---------- Reading passage

Ukraine protest smaller, but still visible

Protesters shout slogans during mass rally of the pro-Western Ukrainian opposition on Independence Square in Kiev on January 12, 2014. AFP PHOTO/ SERGEI SUPINSKY

KIEV: Tens of thousands of activists rallied in the center of the Ukrainian capital Sunday, while the organizers of the weekslong anti-government protests looked for a future strategy amid dwindling numbers and a continuing government crackdown on the protesters.

The demonstrations, known as Euromaidan, were sparked by President Viktor Yanukovych’s decision in November to freeze ties with the West and tilt toward Moscow. The pact was later sealed by a $15 billion bailout loan from the Kremlin.

But the protests shifted away from geopolitics in December, after the government violently dispersed several rallies, setting riot police with truncheons on peaceful protesters, and Euromaidan has turned into a movement calling for democracy and human rights. The protesters are demanding Yanukovych’s ouster and early parliamentary and presidential elections as well as punishment of those security officials who were responsible for the crackdown.

--------------------
---------- Extracted material

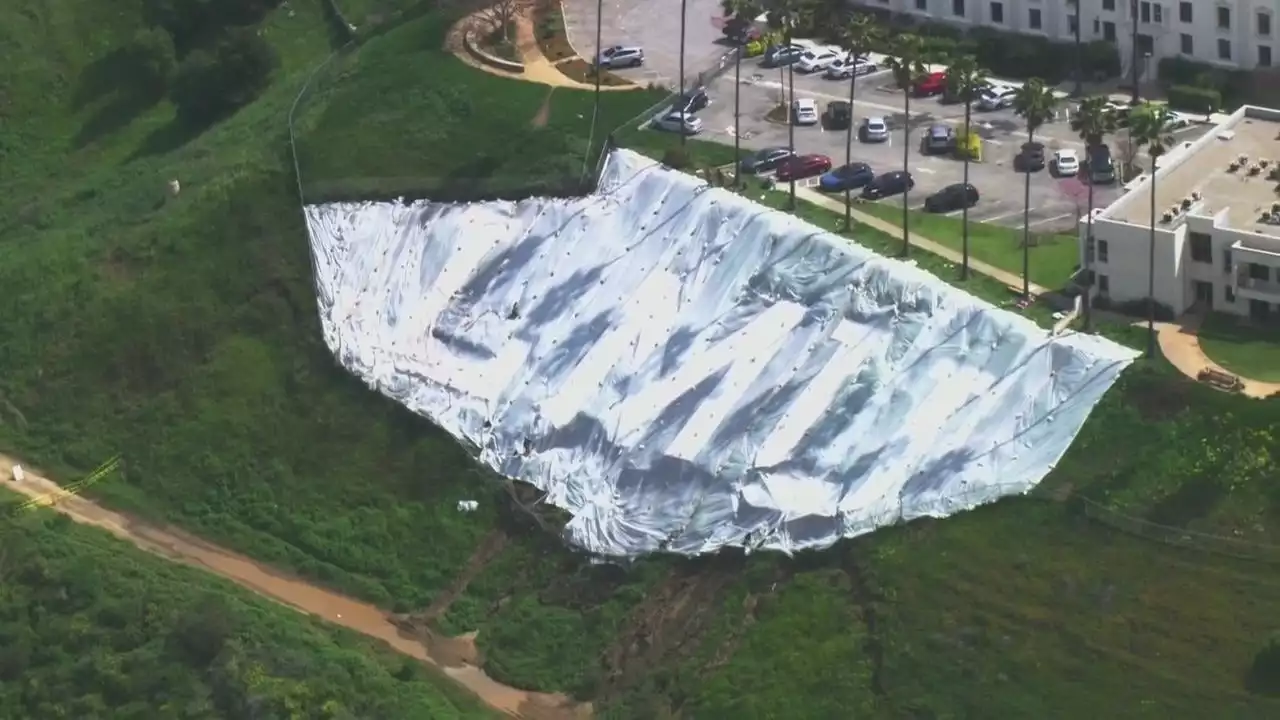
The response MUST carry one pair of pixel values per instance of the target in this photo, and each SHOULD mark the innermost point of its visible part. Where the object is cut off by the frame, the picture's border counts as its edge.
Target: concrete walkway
(1180, 345)
(1005, 277)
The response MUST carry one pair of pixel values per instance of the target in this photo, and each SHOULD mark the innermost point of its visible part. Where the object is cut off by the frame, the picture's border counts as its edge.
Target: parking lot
(1055, 203)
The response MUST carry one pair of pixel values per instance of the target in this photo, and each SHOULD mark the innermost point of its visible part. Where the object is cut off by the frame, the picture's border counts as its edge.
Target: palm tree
(965, 80)
(1034, 104)
(745, 10)
(1092, 122)
(856, 37)
(786, 14)
(906, 62)
(1151, 127)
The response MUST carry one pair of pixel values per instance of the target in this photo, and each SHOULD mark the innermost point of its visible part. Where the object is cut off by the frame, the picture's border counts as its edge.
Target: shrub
(1197, 99)
(211, 83)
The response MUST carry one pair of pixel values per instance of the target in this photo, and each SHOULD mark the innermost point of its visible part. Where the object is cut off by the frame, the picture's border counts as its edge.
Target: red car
(932, 83)
(803, 167)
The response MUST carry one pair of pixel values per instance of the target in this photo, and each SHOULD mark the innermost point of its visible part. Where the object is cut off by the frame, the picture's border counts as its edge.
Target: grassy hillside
(182, 333)
(94, 628)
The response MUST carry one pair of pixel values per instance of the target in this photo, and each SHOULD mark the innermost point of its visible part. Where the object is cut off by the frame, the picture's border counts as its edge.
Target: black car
(691, 100)
(888, 183)
(839, 115)
(781, 55)
(951, 197)
(1031, 158)
(764, 160)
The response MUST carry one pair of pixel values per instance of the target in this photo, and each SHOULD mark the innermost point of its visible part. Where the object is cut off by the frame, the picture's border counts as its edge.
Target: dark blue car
(846, 177)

--------------------

* [Problem details] Copy the passage of the news report on the Kiev protests word for word, from "But the protests" up to and including "for the crackdown.".

* [Answer to the exercise]
But the protests shifted away from geopolitics in December, after the government violently dispersed several rallies, setting riot police with truncheons on peaceful protesters, and Euromaidan has turned into a movement calling for democracy and human rights. The protesters are demanding Yanukovych’s ouster and early parliamentary and presidential elections as well as punishment of those security officials who were responsible for the crackdown.